Normadic Fulani herdsmen have become a much-resented group across the country. The resentment has intensified as they have clashed with farming communities across the country. In the Middle Belt, however, it is no longer accurate to call the attitude resentment, just as it is no longer accurate to describe what is happening as a clash. It is a sustained massacre, and it has engendered an attitude that is approaching hatred — the kind of hatred that one reserves for someone who threatens one’s very existence.  
 Recently, hired mercenaries in the pay of Fulani herdsmen massacred 300 people in several Agatu villages, burned down homes, food barns, and churches, and displaced tens of thousands of Agatu people. Fulani herdsmen leaders in Makurdi then brazenly claimed the attack, describing it as payback for cattle theft. The massacre was a reprise of several such murderous invasions across different areas of the Middle Belt — in Plateau, Kaduna, Taraba, Nasarawa, Adamawa, and Benue States. The genocidal rampage of well-armed herdsmen has become a feature of life in the area in the last seven years. 
 Let me make some itemized observations about these killings, what they portend for this country, the issues at stake, and possible ameliorative reforms:
 
There is a pattern to these massacres; they are not random, spontaneous acts. The pattern is predictable. The Fulani never deny the killings. Instead, they are ever ready with a familiar alibi: the indigenous people stole our cows and this was payback. By this bizarre logic, the theft of cows by a member of a host community is not only a death sentence; it is a death sentence for the thief and all of his kinsmen and women.

[Rows from a dataset]
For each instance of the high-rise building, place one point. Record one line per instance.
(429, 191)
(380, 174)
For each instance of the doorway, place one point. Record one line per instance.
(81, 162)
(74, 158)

[To be done]
a - Summarize the piece on the Middle Belt killings in two sentences.
b - Reproduce the records from the line containing "For each instance of the doorway, place" through the end of the records, inclusive.

[Worked solutions]
a - Fulani herdsmen have become a resented group across the country, and in the Middle Belt their attacks on farming communities have become a sustained massacre that is breeding something close to hatred. Mercenaries paid by herdsmen recently killed 300 people in Agatu villages, an attack that herdsmen leaders in Makurdi claimed as payback for cattle theft, and such massacres follow a predictable pattern rather than being random acts.

b -
For each instance of the doorway, place one point. Record one line per instance.
(81, 162)
(74, 158)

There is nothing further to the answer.